Top of PROVIDED ENTRIES

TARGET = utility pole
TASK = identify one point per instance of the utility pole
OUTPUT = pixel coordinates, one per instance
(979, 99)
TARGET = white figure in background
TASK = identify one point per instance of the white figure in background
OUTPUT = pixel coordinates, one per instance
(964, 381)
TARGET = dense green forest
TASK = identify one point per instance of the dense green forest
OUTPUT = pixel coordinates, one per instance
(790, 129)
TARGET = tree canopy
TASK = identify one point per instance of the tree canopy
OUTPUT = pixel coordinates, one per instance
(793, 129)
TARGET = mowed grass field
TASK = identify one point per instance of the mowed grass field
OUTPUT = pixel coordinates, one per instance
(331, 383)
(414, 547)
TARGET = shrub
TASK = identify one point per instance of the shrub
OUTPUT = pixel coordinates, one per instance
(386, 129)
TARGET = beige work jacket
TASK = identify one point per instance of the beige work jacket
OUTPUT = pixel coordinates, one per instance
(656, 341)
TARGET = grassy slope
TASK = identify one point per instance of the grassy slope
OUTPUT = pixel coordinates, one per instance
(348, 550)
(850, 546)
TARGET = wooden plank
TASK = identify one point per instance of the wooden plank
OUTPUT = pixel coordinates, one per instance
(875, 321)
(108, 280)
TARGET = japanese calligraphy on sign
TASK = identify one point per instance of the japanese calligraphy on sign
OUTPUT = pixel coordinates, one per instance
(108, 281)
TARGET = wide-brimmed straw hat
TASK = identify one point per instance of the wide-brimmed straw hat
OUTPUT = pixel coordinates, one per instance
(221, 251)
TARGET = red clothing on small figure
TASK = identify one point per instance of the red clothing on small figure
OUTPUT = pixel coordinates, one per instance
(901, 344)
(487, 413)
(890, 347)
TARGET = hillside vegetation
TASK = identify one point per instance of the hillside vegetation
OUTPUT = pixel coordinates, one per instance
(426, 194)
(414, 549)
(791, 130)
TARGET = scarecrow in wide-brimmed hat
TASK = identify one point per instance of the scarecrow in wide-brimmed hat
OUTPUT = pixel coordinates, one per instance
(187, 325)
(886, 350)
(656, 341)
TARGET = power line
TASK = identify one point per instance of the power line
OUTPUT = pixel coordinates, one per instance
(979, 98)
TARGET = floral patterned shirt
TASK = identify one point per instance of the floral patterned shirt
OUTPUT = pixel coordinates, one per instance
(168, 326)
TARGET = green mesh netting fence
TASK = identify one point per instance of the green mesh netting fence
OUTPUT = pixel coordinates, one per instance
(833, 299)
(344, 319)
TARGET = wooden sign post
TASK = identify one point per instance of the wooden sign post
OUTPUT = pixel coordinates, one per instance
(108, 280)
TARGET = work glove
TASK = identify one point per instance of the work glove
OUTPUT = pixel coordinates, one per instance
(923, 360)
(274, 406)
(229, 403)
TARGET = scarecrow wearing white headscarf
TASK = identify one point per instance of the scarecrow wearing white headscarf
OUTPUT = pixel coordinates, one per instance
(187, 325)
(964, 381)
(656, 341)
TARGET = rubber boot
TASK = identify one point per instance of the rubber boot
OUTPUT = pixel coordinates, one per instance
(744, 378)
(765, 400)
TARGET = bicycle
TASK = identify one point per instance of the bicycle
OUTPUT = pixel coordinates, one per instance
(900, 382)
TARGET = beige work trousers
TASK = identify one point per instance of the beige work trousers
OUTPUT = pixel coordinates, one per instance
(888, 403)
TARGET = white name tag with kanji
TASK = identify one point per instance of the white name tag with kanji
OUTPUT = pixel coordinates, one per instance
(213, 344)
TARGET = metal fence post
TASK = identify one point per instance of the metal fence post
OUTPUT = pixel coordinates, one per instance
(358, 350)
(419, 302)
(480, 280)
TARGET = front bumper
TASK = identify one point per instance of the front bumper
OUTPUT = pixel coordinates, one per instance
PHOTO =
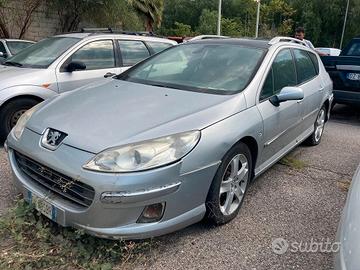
(346, 97)
(184, 194)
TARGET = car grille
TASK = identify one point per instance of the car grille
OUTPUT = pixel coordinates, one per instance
(69, 189)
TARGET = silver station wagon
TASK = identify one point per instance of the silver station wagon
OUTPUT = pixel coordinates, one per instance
(65, 62)
(174, 139)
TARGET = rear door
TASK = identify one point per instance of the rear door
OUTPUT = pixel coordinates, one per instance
(132, 52)
(99, 58)
(307, 68)
(282, 124)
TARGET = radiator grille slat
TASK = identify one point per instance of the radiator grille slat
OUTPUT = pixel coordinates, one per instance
(68, 188)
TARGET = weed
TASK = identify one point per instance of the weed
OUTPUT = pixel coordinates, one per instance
(31, 241)
(293, 162)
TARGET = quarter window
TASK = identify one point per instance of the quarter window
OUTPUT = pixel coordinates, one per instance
(133, 52)
(96, 55)
(282, 74)
(304, 66)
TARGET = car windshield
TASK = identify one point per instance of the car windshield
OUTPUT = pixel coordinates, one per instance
(17, 46)
(43, 53)
(210, 68)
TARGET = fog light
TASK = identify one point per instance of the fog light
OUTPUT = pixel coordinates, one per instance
(152, 213)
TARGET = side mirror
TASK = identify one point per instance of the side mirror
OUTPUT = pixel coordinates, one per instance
(76, 65)
(287, 93)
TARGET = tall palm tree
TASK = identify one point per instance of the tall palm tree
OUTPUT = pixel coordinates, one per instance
(151, 10)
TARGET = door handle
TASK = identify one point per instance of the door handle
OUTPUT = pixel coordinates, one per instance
(109, 74)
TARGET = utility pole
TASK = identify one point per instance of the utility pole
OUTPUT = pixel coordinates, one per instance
(219, 19)
(257, 19)
(344, 26)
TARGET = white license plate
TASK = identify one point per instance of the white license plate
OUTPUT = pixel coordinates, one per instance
(353, 76)
(44, 207)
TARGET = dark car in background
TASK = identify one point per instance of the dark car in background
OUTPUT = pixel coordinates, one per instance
(10, 47)
(344, 70)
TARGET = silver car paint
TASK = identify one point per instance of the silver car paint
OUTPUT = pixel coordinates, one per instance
(223, 121)
(348, 235)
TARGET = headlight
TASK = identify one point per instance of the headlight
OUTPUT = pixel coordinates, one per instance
(20, 125)
(144, 155)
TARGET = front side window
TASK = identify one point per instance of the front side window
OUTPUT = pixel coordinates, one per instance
(210, 68)
(282, 73)
(354, 50)
(158, 46)
(16, 46)
(43, 53)
(132, 52)
(304, 66)
(95, 55)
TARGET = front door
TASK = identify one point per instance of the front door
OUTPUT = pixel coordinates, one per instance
(99, 59)
(282, 124)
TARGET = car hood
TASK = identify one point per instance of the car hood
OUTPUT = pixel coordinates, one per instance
(115, 113)
(11, 76)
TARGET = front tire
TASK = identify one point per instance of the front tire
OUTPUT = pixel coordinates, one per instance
(11, 112)
(230, 184)
(319, 125)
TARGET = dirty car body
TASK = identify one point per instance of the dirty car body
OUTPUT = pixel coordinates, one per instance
(153, 141)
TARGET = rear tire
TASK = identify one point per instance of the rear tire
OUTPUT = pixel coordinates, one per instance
(11, 112)
(229, 185)
(319, 125)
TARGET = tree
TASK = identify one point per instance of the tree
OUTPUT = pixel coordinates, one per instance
(151, 10)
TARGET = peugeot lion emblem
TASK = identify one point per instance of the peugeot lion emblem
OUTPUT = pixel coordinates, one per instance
(52, 138)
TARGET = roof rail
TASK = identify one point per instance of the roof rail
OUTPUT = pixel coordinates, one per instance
(286, 39)
(116, 31)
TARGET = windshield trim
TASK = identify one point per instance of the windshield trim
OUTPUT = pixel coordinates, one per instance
(124, 76)
(50, 63)
(17, 41)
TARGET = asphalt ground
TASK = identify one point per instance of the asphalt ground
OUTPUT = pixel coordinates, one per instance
(299, 202)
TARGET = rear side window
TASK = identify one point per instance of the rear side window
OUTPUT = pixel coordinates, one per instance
(315, 62)
(96, 55)
(158, 46)
(354, 50)
(304, 66)
(132, 51)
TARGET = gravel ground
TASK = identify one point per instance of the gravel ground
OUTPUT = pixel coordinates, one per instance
(297, 205)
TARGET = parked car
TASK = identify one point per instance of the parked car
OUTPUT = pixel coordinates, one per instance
(10, 47)
(344, 70)
(348, 235)
(329, 51)
(63, 63)
(154, 149)
(205, 37)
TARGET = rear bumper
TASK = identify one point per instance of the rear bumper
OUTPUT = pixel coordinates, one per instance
(346, 97)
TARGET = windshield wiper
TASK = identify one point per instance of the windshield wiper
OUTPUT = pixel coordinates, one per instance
(11, 63)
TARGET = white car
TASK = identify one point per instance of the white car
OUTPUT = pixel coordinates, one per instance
(65, 62)
(10, 47)
(329, 51)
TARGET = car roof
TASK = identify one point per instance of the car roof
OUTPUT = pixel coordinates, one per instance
(258, 43)
(18, 40)
(122, 36)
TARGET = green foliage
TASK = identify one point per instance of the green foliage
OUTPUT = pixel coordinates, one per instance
(31, 241)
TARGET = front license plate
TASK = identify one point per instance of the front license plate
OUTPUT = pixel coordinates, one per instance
(353, 76)
(44, 207)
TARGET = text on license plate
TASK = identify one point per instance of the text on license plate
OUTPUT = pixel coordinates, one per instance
(353, 76)
(44, 207)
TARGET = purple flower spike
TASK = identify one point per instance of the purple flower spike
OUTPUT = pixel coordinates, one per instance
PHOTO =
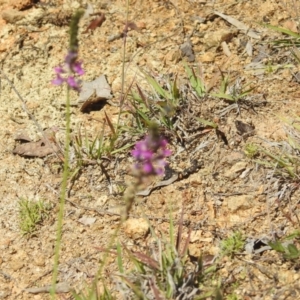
(78, 68)
(151, 154)
(72, 67)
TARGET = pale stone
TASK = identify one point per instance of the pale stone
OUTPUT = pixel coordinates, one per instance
(12, 15)
(136, 228)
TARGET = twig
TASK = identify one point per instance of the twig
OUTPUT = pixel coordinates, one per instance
(30, 115)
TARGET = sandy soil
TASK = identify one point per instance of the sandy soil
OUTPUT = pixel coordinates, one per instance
(229, 192)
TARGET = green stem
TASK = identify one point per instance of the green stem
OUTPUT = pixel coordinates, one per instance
(62, 196)
(123, 71)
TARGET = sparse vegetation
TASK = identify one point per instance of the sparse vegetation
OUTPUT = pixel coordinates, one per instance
(32, 213)
(233, 244)
(163, 129)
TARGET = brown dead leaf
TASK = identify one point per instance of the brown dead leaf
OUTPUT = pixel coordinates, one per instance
(94, 93)
(41, 148)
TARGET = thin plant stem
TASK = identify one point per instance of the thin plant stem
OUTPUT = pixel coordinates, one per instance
(62, 196)
(122, 99)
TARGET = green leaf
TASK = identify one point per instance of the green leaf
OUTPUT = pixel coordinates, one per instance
(195, 81)
(277, 246)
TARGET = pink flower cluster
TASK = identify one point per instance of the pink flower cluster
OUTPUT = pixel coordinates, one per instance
(72, 67)
(151, 154)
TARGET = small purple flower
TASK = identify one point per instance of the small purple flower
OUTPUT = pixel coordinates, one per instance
(151, 154)
(72, 67)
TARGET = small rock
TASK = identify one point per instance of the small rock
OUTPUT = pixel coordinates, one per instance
(40, 260)
(214, 38)
(240, 202)
(136, 228)
(12, 15)
(194, 250)
(207, 57)
(17, 265)
(22, 4)
(173, 56)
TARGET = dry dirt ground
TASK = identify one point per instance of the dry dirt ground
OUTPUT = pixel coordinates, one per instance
(228, 193)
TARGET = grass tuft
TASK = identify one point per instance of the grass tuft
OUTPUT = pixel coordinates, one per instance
(32, 214)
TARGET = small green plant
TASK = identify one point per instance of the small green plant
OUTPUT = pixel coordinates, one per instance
(233, 244)
(196, 81)
(32, 213)
(288, 249)
(160, 107)
(164, 272)
(233, 93)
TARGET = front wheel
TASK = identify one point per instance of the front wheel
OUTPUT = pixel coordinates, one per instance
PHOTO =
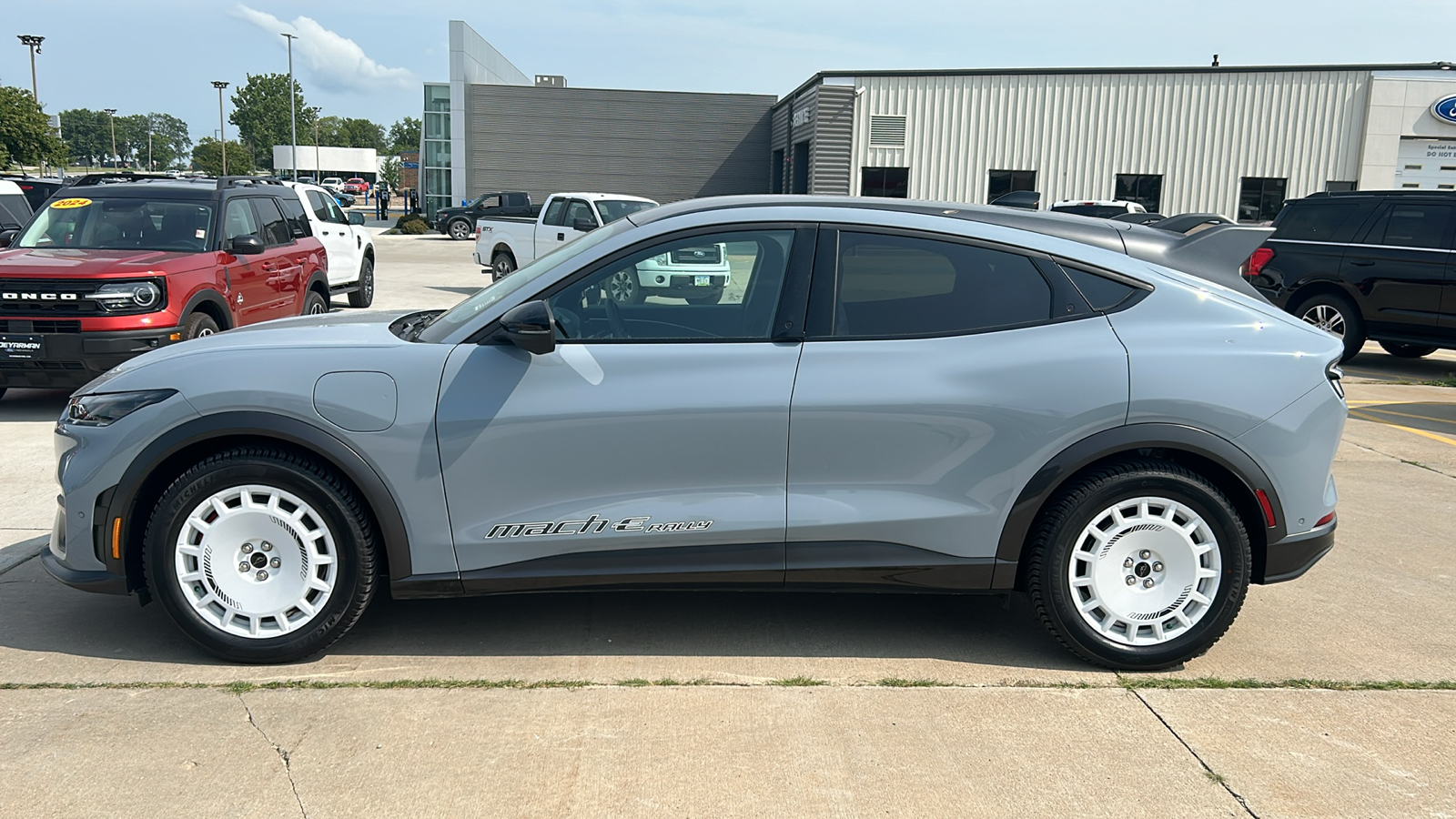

Bottom of PROVIDED ENTRIES

EXERCISE REQUIREMENTS :: Respond with one number, namely the count of lines in the entries above that hold the word "dark".

EXPECTED ANSWER :: 2